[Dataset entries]
--- BEGIN ---
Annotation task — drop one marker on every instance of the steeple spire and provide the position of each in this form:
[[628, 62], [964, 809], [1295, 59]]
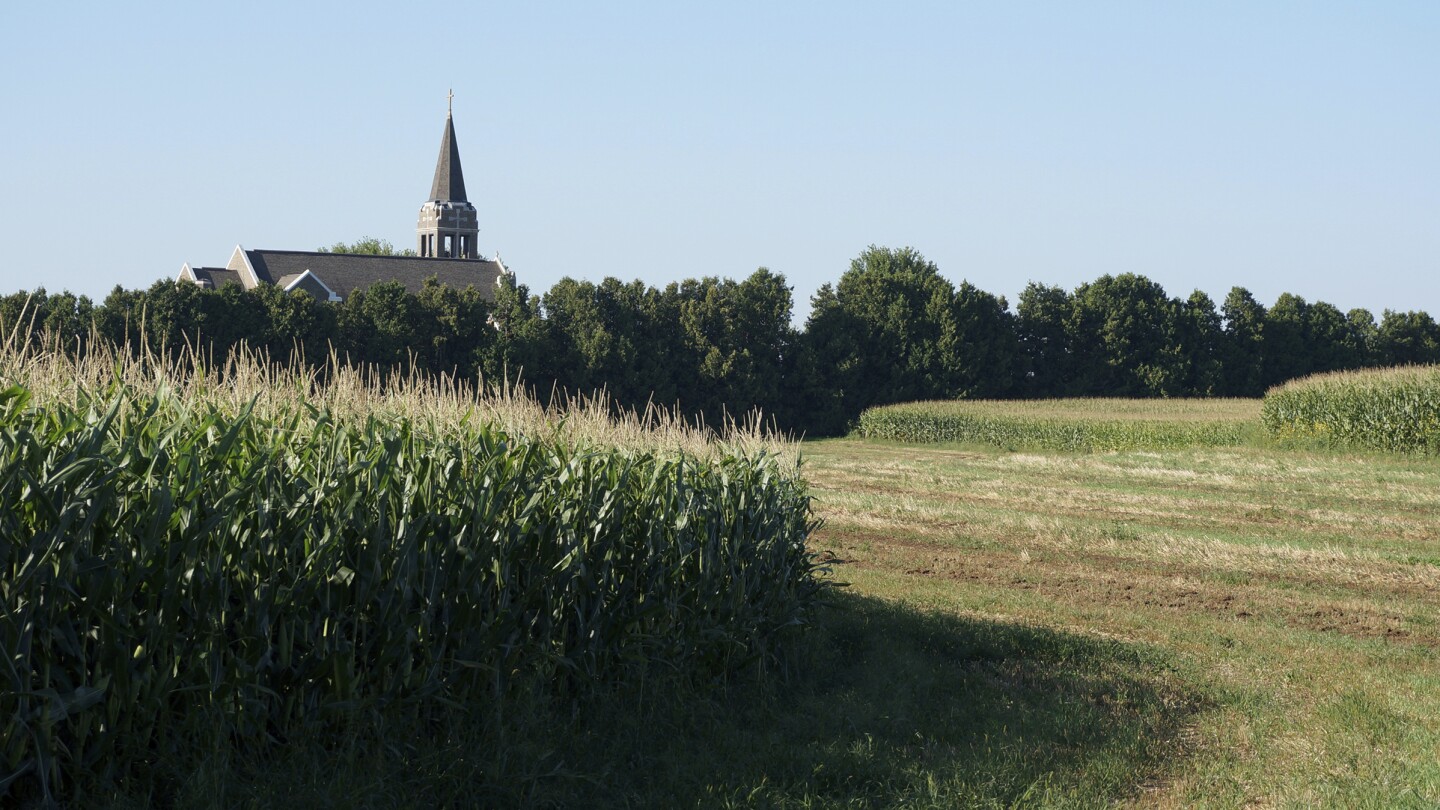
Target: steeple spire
[[450, 180], [448, 225]]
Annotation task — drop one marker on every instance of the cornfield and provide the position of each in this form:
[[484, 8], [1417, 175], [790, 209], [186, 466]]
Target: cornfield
[[239, 552], [1393, 410], [1067, 424]]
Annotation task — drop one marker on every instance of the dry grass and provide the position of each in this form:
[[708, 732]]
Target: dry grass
[[1298, 590]]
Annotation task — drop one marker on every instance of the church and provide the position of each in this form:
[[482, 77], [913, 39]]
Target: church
[[447, 250]]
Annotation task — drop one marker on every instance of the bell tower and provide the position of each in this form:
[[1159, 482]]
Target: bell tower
[[448, 225]]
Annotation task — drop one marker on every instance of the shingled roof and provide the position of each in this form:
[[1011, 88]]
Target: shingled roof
[[346, 273], [210, 277], [450, 179]]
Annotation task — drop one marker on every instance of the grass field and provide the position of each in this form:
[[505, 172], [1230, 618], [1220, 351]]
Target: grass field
[[1253, 627], [1239, 627]]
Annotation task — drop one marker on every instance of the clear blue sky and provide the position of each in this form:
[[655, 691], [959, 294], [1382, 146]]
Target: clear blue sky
[[1275, 146]]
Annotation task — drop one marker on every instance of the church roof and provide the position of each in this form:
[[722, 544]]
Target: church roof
[[346, 273], [450, 180]]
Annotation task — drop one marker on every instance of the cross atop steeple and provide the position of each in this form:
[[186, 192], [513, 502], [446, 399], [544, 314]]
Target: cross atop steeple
[[448, 225]]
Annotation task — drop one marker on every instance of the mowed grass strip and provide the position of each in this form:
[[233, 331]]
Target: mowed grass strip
[[1290, 594], [1067, 424]]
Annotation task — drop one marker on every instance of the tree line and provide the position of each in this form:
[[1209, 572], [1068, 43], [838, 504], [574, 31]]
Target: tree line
[[890, 330]]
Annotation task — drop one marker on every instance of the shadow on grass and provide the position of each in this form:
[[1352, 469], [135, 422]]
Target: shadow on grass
[[886, 706], [880, 705]]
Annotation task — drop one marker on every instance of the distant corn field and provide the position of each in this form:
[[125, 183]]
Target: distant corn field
[[1067, 424], [1393, 410], [238, 551]]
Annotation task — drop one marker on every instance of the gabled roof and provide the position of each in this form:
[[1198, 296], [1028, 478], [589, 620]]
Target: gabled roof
[[346, 273], [210, 277], [450, 180]]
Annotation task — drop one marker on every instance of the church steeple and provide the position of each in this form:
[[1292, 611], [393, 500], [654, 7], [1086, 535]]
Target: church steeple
[[450, 180], [448, 224]]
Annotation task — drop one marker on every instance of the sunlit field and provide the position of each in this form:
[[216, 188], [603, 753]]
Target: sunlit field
[[1278, 607]]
--- END ---
#### What to do
Rewrite the listing with "drop one marker" changed to "place a single point" everywhere it occurs, keeping everything else the same. Omit the pictures from your answer.

#### Result of the exercise
Annotation task — place a single point on every instance of the steeple spire and provide the position of each in this form:
[[628, 62], [964, 809], [1295, 59]]
Target: steeple spire
[[450, 180], [448, 225]]
Annotation task — place a single point on every instance of the cornfield and provide the position of each in this form:
[[484, 8], [1417, 175], [790, 209], [186, 466]]
Target: cornfield
[[239, 552], [1393, 410], [1067, 424]]
Annotation task — place a single point on every instance of the dry grass and provide the position of each in this form:
[[708, 732]]
Target: dry grass
[[1298, 590]]
Annotation task — place a single point on every instance of the church and provide the position of each in this form:
[[482, 77], [913, 39]]
Target: church
[[447, 250]]
Annotation task — place a single point on every instance of the bell tower and provide the position of each in this form:
[[1159, 482]]
Target: bell tower
[[448, 225]]
Annotation task — place a single point on every instance of the shingled roof and provide the position of each in this form:
[[1011, 88]]
Target: shingled roof
[[346, 273], [210, 277], [450, 179]]
Annotation task — place a single point on every instance of the grass field and provide the position of each in this form:
[[505, 172], [1230, 618], [1220, 351]]
Target: grass field
[[1253, 627], [1239, 627]]
Annotation task — place a single point on every instance of the clear blue sky and provide the position of each in this form:
[[655, 691], [959, 294], [1382, 146]]
Target: clear blue sky
[[1275, 146]]
Annotation task — place a single point on every instance of the church roof and provide the position of each in this form:
[[722, 544]]
Target: church roof
[[346, 273], [450, 180]]
Annotation task — place a single point on every instance of the cross atop steeple and provide the position of each in this form:
[[186, 192], [513, 502], [446, 399], [544, 314]]
Target: cross atop steeple
[[448, 225]]
Annotation task — place a single point on every instance of the mowed grass strip and provide the position of each in this form:
[[233, 331]]
Target: mowed grass strip
[[1290, 594], [1067, 424]]
Annotation task — place a single point on every instance of the tree line and provide the position of each in this form:
[[1209, 572], [1068, 43], [838, 504], [574, 31]]
Target: tree line
[[890, 330]]
Annotation task — place a single point on every instance of the shadow on grass and provide the position of each in this form:
[[1352, 469], [135, 422]]
Target: shadow on grass
[[886, 706], [880, 705]]
Annotation task — place a single point on every instance of the distant corn field and provide the position of each in this form:
[[125, 183]]
Target: distant corn field
[[1067, 424], [1393, 410], [238, 551]]
Annotation task — place a single point on every instance of the gabled roof and provide the position of each in this form:
[[1198, 296], [1028, 478], [589, 620]]
Target: gabled roof
[[346, 273], [210, 277], [450, 180]]
Annotation task — place a single point on every instance of the church steeple and provide the position of each in this form:
[[1292, 611], [393, 500], [654, 7], [1086, 535]]
Target: church steeple
[[450, 180], [448, 224]]
Annotation task — place a single point on every instance of the sunlit field and provide the position of each in this form:
[[216, 188], [603, 753]]
Target: sunlit field
[[1278, 607]]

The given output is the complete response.